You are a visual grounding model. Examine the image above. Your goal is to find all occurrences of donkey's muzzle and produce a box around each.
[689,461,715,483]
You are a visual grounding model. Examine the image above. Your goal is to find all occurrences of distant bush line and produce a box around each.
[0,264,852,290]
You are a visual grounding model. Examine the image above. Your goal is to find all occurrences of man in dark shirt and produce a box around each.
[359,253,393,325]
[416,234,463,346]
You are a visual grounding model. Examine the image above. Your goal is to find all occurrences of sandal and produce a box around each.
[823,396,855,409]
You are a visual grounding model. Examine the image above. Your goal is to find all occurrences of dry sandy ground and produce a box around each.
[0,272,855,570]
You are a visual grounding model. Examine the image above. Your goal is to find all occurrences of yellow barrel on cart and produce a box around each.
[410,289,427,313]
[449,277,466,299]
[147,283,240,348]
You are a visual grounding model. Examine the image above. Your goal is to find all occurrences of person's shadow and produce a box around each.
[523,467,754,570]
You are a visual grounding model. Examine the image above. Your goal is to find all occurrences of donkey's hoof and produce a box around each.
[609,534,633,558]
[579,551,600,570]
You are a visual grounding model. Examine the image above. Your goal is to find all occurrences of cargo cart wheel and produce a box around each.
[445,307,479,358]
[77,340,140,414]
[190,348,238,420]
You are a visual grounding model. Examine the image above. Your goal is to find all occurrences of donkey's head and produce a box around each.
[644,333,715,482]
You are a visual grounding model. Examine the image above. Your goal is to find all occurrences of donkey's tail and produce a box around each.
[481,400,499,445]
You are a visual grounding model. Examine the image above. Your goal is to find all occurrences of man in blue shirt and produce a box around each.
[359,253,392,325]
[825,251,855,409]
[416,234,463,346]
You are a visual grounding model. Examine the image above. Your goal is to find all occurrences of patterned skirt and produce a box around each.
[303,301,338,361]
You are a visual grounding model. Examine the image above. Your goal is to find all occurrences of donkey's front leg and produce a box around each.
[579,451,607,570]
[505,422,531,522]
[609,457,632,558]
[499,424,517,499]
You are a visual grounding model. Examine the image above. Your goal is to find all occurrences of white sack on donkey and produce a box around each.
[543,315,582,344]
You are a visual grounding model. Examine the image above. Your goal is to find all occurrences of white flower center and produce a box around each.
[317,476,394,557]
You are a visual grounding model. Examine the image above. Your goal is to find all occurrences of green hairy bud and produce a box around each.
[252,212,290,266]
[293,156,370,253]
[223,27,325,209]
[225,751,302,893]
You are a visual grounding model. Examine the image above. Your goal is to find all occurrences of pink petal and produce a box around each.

• • •

## What is needed
Can you repeat the data above with every "donkey's" renamed to "mule's" and nothing else changed?

## Full answer
You are a visual grounding model. Examine the image above. Your goal is to find all occurrences of mule's muzzle and produce a box around each.
[689,461,715,483]
You are a visual grounding model. Examine the image above. Your goal is to find all occurrences of distant bush line and produce a box around each.
[0,264,852,290]
You are a visual grounding model. Examine the image above. Your goal is to find all occurrences of man in dark shirt and produce a box around each.
[359,253,393,325]
[416,234,463,346]
You are a visual grounding model. Examine the image above. Your goal is to find all occurrences of sandal and produce a box around each.
[823,396,855,409]
You are a visual grounding model. Examine the image above. Your goal is to find all occurrences of dry sandy ground and produce a box around each.
[0,272,855,570]
You are a visual grounding model. Examine the image above. Your goal is to find all occurrences of yellow barrel on cart and produce a box around each.
[410,289,427,313]
[449,277,466,299]
[147,283,240,348]
You are a visual grounding model. Examine the image above. Your goal is to find all occurrences of person's shadow and produce a box around each.
[523,467,754,570]
You are a visual grounding model. Examine the image above. Your goal is to find all occurrences of mule's hoof and produce a box around each.
[609,534,633,558]
[579,551,600,570]
You are a visual grounding model. Examine the image above. Your goal is to find all occurrences of cargo cart wheel and produce a box around each.
[445,307,479,358]
[77,340,140,414]
[190,348,238,420]
You are a visual grounding model. Examine the image above. Your goal is to find all occurrences of mule's head and produce a box around each.
[644,333,715,482]
You are a visual grounding model. Examine the image above. Your goal is to find all occurrences of mule's tail and produce a box around each.
[481,400,499,445]
You are a visual grounding model. Examine the image above. Your goal is to find all occurrences of man in blue shirt and produce a box around each.
[359,253,392,325]
[825,251,855,409]
[416,234,463,346]
You are a visual grounding model. Examine the image above. Your goal is to find all occurrences of patterned skirt and produce a box around each.
[303,301,338,361]
You are a visual grounding model. Examine the image above. Your goal is to find all occurrences of mule's front leg and produce a box around each.
[579,451,607,570]
[505,422,531,522]
[609,457,632,558]
[499,424,517,499]
You are a visual grounding model. Examine the image above. Your goal is to find all occurrences of white sack on donkey and produce a box around each.
[543,315,582,344]
You are a visual grounding model. Examine the image above. Your goal is to find all occurrences of white flower center and produce a box around each.
[317,476,394,557]
You are a visual grounding model. Examine the image above. Your goal is to find all occurrences of green hairy bud and produce a box around each.
[252,212,290,266]
[293,156,370,253]
[223,27,325,209]
[225,751,302,893]
You are a visual grounding model. Examine the image above. Your goal is to find all occurrences of pink petal and produce a box around each.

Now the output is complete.